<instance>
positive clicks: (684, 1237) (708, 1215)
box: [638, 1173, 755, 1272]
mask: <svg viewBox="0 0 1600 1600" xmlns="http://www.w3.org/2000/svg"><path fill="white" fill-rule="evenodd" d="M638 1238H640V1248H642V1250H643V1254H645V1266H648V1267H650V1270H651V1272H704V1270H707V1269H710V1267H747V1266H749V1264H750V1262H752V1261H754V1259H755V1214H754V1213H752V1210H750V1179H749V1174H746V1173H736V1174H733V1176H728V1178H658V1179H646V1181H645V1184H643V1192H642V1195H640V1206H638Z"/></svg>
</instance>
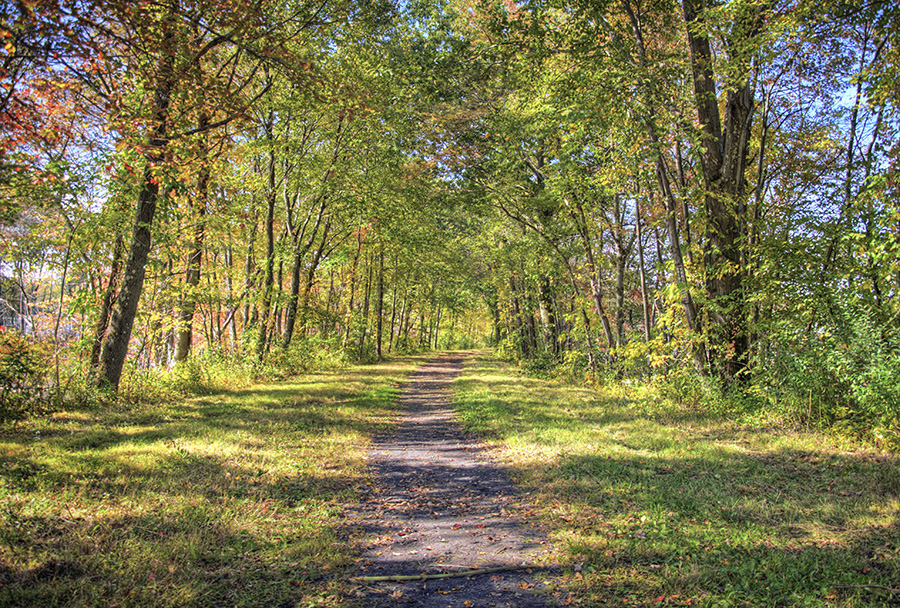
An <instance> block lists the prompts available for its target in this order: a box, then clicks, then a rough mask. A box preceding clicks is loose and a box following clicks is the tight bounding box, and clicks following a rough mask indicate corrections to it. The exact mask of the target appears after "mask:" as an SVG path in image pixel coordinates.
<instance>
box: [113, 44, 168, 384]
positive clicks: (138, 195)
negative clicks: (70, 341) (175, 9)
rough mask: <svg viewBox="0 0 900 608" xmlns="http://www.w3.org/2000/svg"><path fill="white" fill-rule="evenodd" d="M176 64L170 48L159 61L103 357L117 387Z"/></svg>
mask: <svg viewBox="0 0 900 608" xmlns="http://www.w3.org/2000/svg"><path fill="white" fill-rule="evenodd" d="M173 38H174V35H173V33H172V31H171V30H169V31H167V32H165V33H164V35H163V42H164V44H163V48H164V49H165V48H167V47H170V46H171V41H172V39H173ZM173 66H174V57H173V55H172V53H171V52H170V51H167V52H165V54H164V55H163V56H162V57H161V58H160V59H159V62H158V64H157V73H156V89H155V91H154V95H153V121H154V123H155V124H154V126H153V128H152V130H151V132H150V137H149V141H148V145H147V148H146V151H145V152H144V159H145V165H144V173H143V176H142V178H141V187H140V190H139V192H138V201H137V209H136V210H135V218H134V229H133V232H132V236H131V248H130V250H129V252H128V260H127V261H126V263H125V271H124V276H123V278H122V288H121V290H120V292H119V297H118V299H117V300H116V308H115V310H114V311H113V314H112V319H111V321H110V328H109V332H108V333H107V335H106V340H105V342H104V344H103V352H102V354H101V356H100V379H99V382H100V385H101V386H106V387H109V388H111V389H113V390H118V389H119V381H120V380H121V378H122V368H123V367H124V365H125V358H126V356H127V354H128V343H129V341H130V340H131V331H132V329H133V328H134V318H135V315H136V314H137V306H138V302H139V301H140V299H141V291H142V290H143V288H144V276H145V274H146V267H147V258H148V256H149V254H150V245H151V237H152V227H153V216H154V215H155V214H156V204H157V200H158V199H159V177H160V176H159V168H160V167H162V166H163V165H164V164H165V162H166V159H165V152H166V146H167V144H168V132H167V123H168V112H169V101H170V98H171V94H172V88H173V86H174V76H173Z"/></svg>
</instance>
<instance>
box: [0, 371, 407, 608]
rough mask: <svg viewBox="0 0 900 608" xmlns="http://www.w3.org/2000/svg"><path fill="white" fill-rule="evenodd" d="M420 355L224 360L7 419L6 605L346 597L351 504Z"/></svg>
mask: <svg viewBox="0 0 900 608" xmlns="http://www.w3.org/2000/svg"><path fill="white" fill-rule="evenodd" d="M417 362H418V360H416V359H415V358H406V359H402V360H396V361H393V362H386V363H382V364H381V365H378V366H353V367H347V368H345V369H331V370H321V371H318V372H315V373H307V374H301V375H297V376H294V377H292V378H290V379H289V380H282V381H280V382H278V383H275V384H253V383H252V382H251V379H250V378H249V377H248V376H243V375H241V374H242V373H243V372H240V373H238V372H235V373H234V374H232V375H231V376H227V375H226V373H225V372H226V371H227V369H228V365H229V364H230V362H229V361H227V360H222V361H219V362H215V363H214V364H213V365H205V366H204V367H202V369H200V371H199V372H198V370H197V369H195V368H191V367H188V368H185V369H184V371H183V372H182V373H184V374H185V376H184V377H179V378H176V379H175V380H172V385H171V386H170V387H169V388H168V389H166V390H162V389H160V386H161V385H162V383H161V382H152V383H151V384H152V386H153V387H154V388H153V389H152V391H151V390H150V389H147V390H145V391H144V392H141V391H140V389H138V388H133V389H132V390H135V393H134V394H135V395H140V398H137V397H136V398H134V399H128V398H121V399H118V400H115V401H103V400H91V401H87V402H85V403H84V404H82V405H72V404H71V403H70V404H69V406H68V407H65V408H63V409H60V410H58V411H56V412H53V413H50V414H48V415H46V416H43V417H39V418H26V419H24V420H21V421H19V423H18V424H17V425H15V426H7V427H6V428H4V429H2V430H0V471H2V475H0V606H61V607H68V606H73V607H74V606H122V607H128V606H148V607H149V606H152V607H157V606H158V607H163V606H171V607H179V608H181V607H190V606H198V607H199V606H288V605H289V606H321V605H334V604H337V603H339V602H340V601H341V598H342V597H345V595H346V594H347V590H346V588H345V586H346V585H345V583H342V582H341V581H342V580H343V577H341V576H338V574H339V573H340V572H341V571H342V569H343V568H345V567H346V566H347V565H348V564H349V563H351V560H352V559H353V557H354V555H353V553H352V550H351V549H350V548H349V544H348V543H347V542H345V539H344V538H343V535H344V534H345V532H343V531H342V528H341V517H340V515H341V512H342V509H343V505H345V504H346V503H348V502H352V501H353V500H355V499H356V496H357V491H358V489H359V488H360V487H361V486H362V485H363V484H365V483H366V482H367V472H366V462H365V457H364V454H365V449H366V446H367V444H368V442H369V439H370V437H371V436H372V434H373V433H376V432H379V431H380V430H384V429H386V428H388V426H389V425H391V424H392V423H393V412H394V405H395V395H396V392H397V389H396V388H395V387H396V383H397V382H398V381H399V380H400V379H401V378H402V377H403V376H404V375H405V374H406V373H407V372H408V371H409V370H410V369H412V367H414V366H415V365H416V363H417ZM207 363H209V362H207ZM217 366H221V368H219V367H217ZM218 369H221V370H222V371H217V370H218ZM133 380H134V377H132V381H133ZM129 386H131V387H134V386H135V385H134V384H129ZM187 387H190V388H192V390H193V389H196V388H198V387H200V388H203V390H204V392H206V393H207V394H205V395H202V396H194V397H189V398H184V397H179V396H178V394H177V393H178V392H179V391H183V390H185V388H187ZM226 387H231V389H230V390H227V391H226V390H224V389H225V388H226ZM213 389H215V390H213ZM153 391H156V394H157V395H161V396H164V397H165V398H161V399H155V400H154V399H148V398H147V396H148V395H149V394H151V393H153ZM342 585H344V586H342Z"/></svg>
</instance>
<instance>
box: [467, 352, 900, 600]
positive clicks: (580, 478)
mask: <svg viewBox="0 0 900 608" xmlns="http://www.w3.org/2000/svg"><path fill="white" fill-rule="evenodd" d="M455 387H456V404H457V407H458V411H459V414H460V416H461V418H462V419H463V420H464V422H465V424H466V425H467V426H468V427H469V428H470V429H471V430H474V431H476V432H478V433H480V434H482V435H484V436H486V437H488V438H489V439H490V440H491V441H492V442H493V444H494V446H495V447H496V451H497V453H498V455H499V457H500V458H502V459H503V460H504V461H505V462H507V463H508V464H509V465H510V466H511V468H512V471H513V472H514V475H515V476H516V477H517V479H518V480H519V481H520V482H521V483H522V484H524V486H525V487H526V488H527V489H528V490H529V492H530V493H531V494H532V495H533V497H534V499H535V501H536V503H537V505H538V507H539V513H540V517H541V519H542V520H543V522H544V523H545V524H546V525H547V526H548V527H549V528H550V529H551V531H552V536H553V538H554V540H555V542H556V544H557V546H558V549H560V550H561V551H562V554H563V558H562V561H563V562H564V564H565V566H566V567H567V568H568V574H567V575H566V576H564V577H563V578H562V579H561V580H560V581H559V582H560V593H561V594H562V598H563V601H564V602H567V603H568V605H574V606H609V605H623V604H624V605H637V606H648V607H649V606H666V605H669V606H687V605H690V606H709V607H712V606H760V607H763V606H810V607H812V606H836V607H837V606H839V607H842V608H851V607H852V608H858V607H862V606H885V605H888V603H889V602H890V601H891V599H892V598H891V594H890V592H889V591H885V590H884V589H879V587H882V588H888V589H896V588H897V581H898V580H900V557H898V555H900V526H898V519H897V514H898V512H900V471H898V466H900V463H898V461H897V459H896V457H894V456H891V455H889V454H887V453H880V452H878V451H874V450H872V449H866V448H865V446H861V445H859V444H855V443H853V442H851V441H850V440H847V439H840V438H838V437H837V436H833V435H823V434H821V433H818V432H814V431H810V432H799V431H796V430H794V431H787V430H785V429H784V428H783V427H780V426H779V425H778V419H776V418H774V417H772V416H771V415H770V413H767V414H766V415H761V414H760V413H759V412H760V410H758V409H756V408H755V407H754V405H753V404H752V403H750V404H743V403H736V404H732V405H729V406H728V408H729V416H735V415H737V416H740V417H739V419H738V421H737V422H734V421H733V420H734V419H733V418H732V421H729V420H728V419H727V417H725V416H722V415H721V413H715V412H711V411H710V410H709V408H706V407H697V405H698V404H696V403H690V402H685V403H683V404H679V403H675V402H673V401H671V400H670V399H661V398H659V396H658V395H659V393H658V391H657V390H655V389H651V390H646V389H644V388H643V387H634V388H632V389H629V390H627V391H626V390H623V389H622V388H618V389H608V390H604V391H593V390H592V391H589V390H583V389H576V388H570V387H566V386H562V385H560V384H555V383H552V382H548V381H544V380H540V379H534V378H528V377H523V375H522V374H521V373H520V372H517V371H516V370H514V369H513V368H512V367H511V366H509V365H506V364H502V363H498V362H496V361H494V360H491V359H489V358H487V357H486V356H481V357H478V358H477V359H476V360H474V361H472V362H470V363H469V364H468V365H467V367H466V369H465V370H464V372H463V375H462V376H461V377H460V379H458V380H457V383H456V385H455ZM616 391H618V392H616ZM742 408H743V410H744V411H745V413H744V414H743V415H741V414H740V411H741V410H742ZM897 599H898V598H897V597H896V596H894V597H893V600H895V601H896V600H897Z"/></svg>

TASK DESCRIPTION: Copy out only the lines above from the one with "box: [113, 44, 168, 384]" to the one with "negative clicks: (70, 341) (175, 9)", inclusive, exactly as they stand.

PROBLEM SOLUTION:
box: [113, 44, 168, 384]
positive clicks: (138, 195)
negative clicks: (70, 341) (175, 9)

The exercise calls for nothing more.